> What you have to do
Which lines of the material below contain the string "wheel"? Pull out and copy every one of them, counting uppercase and lowercase letters as different.

> Data for this task
··········
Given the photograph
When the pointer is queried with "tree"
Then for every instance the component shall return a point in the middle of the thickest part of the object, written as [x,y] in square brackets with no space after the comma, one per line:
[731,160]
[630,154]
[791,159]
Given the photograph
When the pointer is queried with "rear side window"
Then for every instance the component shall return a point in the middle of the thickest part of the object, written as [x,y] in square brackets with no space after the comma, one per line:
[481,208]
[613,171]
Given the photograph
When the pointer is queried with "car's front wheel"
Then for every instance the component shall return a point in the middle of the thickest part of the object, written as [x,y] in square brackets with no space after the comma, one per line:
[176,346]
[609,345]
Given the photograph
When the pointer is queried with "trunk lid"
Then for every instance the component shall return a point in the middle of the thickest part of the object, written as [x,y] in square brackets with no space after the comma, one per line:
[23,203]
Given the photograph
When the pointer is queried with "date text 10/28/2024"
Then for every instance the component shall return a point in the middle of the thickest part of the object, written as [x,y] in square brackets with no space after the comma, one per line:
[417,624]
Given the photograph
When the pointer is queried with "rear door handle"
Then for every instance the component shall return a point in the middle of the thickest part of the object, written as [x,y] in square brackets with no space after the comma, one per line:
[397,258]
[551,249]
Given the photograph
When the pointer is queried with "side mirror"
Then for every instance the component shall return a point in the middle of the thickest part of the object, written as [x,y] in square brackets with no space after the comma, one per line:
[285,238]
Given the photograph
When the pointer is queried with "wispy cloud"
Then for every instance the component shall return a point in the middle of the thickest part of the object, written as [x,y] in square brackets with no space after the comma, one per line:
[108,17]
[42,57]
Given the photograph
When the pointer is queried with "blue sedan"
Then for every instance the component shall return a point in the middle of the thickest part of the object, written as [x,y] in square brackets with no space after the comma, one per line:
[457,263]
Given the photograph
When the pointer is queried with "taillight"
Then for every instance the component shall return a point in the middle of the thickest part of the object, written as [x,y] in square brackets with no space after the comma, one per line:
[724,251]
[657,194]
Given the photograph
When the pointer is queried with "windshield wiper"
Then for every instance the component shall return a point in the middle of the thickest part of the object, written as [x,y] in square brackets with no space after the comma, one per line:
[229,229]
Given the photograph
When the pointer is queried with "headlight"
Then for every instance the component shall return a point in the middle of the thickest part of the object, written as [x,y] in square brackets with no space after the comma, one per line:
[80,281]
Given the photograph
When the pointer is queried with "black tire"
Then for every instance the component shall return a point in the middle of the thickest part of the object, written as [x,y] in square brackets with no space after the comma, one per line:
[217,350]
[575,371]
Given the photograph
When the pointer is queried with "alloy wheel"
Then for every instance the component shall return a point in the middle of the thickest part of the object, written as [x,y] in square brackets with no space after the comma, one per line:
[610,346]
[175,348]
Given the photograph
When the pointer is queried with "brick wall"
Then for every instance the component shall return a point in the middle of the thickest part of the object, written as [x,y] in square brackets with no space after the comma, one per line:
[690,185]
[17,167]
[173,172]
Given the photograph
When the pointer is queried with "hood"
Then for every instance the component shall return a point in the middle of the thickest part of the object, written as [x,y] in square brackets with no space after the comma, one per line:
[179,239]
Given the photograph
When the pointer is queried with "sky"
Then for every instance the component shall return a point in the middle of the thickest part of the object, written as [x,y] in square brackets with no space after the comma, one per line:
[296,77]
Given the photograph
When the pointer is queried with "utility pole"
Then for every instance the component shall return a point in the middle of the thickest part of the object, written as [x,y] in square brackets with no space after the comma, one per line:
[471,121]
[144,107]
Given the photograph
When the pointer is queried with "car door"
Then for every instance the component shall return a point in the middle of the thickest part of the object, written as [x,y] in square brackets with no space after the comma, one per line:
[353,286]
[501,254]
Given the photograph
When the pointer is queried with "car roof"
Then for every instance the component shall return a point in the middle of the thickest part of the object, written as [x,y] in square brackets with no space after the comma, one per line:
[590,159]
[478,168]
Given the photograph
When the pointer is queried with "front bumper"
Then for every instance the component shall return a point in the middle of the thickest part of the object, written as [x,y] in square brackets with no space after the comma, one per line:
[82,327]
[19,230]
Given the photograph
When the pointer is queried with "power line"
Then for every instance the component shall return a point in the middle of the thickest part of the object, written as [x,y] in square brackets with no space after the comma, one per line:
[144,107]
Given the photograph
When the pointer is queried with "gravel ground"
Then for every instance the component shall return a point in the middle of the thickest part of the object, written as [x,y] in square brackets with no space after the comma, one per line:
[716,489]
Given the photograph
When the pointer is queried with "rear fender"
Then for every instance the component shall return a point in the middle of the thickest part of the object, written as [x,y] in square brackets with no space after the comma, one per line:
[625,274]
··········
> Output
When the pointer is queried with "car's front wheel"
When the pointer is queried with "alloy wheel"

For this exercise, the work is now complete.